DATA FOR THIS TASK:
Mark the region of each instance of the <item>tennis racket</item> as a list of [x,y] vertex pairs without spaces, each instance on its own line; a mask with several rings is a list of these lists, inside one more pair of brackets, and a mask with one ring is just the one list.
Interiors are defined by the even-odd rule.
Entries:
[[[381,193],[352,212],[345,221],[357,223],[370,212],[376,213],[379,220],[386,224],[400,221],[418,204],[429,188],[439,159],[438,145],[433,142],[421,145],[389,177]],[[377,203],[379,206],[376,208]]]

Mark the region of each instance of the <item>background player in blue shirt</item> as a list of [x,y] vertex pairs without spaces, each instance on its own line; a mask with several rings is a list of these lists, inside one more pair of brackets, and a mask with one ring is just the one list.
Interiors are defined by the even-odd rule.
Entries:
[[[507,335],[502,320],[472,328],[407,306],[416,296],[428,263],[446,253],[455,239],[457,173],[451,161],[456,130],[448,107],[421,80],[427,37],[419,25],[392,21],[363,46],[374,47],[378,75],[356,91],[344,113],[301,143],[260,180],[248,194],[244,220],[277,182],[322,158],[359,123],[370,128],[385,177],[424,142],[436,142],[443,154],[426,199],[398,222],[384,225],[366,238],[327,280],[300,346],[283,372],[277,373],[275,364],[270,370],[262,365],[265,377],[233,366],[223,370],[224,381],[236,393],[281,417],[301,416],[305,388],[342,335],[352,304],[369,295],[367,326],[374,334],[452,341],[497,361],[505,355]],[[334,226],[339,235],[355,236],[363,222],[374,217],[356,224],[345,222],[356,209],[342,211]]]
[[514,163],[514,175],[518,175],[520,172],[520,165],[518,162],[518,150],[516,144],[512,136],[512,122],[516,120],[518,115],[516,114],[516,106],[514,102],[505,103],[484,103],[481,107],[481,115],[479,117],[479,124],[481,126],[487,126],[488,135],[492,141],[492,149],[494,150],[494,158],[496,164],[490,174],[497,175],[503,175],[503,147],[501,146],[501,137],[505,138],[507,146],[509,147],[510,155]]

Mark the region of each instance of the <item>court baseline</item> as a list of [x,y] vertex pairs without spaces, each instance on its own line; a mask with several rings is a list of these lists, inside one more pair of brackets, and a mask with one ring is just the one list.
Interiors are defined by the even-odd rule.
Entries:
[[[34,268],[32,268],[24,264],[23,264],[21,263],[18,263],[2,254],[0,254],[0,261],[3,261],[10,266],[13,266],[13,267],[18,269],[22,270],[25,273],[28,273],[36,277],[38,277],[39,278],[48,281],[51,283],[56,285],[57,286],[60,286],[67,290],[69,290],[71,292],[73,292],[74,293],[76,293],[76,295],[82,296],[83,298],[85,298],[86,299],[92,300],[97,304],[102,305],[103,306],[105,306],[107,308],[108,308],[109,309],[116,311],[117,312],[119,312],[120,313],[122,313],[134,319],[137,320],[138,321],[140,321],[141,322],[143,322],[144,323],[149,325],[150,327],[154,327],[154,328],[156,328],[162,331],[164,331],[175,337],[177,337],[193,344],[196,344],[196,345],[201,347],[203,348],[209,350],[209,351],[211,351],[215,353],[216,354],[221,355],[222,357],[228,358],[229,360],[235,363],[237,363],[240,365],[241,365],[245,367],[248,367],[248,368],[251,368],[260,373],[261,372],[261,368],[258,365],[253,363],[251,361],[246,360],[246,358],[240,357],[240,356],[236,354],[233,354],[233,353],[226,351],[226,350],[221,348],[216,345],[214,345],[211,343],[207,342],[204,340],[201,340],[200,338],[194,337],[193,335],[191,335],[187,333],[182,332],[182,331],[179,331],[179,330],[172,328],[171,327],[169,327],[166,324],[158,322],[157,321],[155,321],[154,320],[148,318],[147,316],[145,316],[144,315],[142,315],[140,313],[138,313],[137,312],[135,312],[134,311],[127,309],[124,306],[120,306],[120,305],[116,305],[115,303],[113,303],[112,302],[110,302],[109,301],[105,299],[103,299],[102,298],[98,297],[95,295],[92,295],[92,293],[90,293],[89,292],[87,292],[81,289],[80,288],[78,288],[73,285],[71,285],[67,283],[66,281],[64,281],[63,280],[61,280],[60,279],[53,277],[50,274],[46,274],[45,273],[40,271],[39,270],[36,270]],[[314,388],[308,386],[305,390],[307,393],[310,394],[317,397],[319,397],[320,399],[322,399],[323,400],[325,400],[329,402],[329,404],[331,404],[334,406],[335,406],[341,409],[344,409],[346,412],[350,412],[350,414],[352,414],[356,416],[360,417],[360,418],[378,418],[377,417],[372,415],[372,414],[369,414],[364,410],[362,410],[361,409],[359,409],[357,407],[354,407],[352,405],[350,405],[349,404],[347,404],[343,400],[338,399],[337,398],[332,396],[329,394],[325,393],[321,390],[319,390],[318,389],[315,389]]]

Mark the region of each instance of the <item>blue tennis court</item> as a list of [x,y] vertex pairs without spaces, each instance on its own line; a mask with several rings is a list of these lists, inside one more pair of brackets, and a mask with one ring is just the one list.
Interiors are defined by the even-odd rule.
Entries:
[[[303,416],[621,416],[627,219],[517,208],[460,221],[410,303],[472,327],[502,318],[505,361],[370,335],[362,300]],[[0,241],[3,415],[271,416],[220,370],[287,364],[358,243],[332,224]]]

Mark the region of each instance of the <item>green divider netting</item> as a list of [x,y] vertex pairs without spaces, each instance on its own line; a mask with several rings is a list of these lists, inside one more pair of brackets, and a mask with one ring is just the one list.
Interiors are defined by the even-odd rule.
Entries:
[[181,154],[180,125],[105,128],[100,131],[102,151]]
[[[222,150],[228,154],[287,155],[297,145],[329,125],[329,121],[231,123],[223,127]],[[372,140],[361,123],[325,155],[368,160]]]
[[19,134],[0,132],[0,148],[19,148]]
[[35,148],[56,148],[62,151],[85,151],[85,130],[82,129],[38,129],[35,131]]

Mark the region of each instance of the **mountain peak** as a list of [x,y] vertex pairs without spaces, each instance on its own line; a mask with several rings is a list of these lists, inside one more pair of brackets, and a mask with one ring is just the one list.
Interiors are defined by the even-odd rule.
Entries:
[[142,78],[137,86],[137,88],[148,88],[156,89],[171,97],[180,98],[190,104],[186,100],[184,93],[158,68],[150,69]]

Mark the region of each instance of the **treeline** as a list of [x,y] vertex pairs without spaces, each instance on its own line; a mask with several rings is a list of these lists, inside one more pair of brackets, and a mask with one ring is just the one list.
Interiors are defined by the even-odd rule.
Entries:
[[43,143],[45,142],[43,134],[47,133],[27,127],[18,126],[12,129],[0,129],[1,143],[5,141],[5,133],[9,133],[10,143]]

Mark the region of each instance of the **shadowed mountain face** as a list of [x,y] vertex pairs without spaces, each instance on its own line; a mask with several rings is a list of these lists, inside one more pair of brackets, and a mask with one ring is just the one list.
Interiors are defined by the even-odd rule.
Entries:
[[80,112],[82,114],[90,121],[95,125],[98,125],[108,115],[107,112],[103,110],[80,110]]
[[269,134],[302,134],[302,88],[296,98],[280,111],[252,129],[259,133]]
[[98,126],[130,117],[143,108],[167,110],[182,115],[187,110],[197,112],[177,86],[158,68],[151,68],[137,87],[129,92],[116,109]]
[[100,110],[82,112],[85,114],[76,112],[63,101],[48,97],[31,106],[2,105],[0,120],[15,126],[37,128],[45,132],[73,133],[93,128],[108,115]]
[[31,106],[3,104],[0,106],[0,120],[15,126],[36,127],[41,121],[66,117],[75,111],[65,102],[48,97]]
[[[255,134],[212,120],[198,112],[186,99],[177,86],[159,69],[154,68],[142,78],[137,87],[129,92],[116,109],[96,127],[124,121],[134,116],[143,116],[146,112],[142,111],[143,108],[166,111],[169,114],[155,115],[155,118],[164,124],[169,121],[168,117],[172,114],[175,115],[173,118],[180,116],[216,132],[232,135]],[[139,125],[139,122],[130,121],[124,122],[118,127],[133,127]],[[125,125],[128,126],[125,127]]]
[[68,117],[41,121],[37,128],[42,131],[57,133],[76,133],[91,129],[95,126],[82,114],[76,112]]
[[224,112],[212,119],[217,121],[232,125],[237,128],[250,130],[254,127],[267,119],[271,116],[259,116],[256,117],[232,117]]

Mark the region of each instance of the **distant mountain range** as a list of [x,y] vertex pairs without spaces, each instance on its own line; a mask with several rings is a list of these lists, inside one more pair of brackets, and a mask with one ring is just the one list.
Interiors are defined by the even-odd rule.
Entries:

TASK REQUIREMENTS:
Reproduce the lines from the one containing "Mark the region of each instance of the **distant" to the end of the entries, keeping both ends and adding nothing.

ANSWER TO THIS TASK:
Mark the region of each instance of the **distant mountain range** as a list of [x,y] vertex pairs without spaces, each instance on its own line; a mask with several rings is a list of these lists, inside one more pair of brackets, and a mask with one ring is just the one list.
Interiors are defined by the even-odd rule.
Entries:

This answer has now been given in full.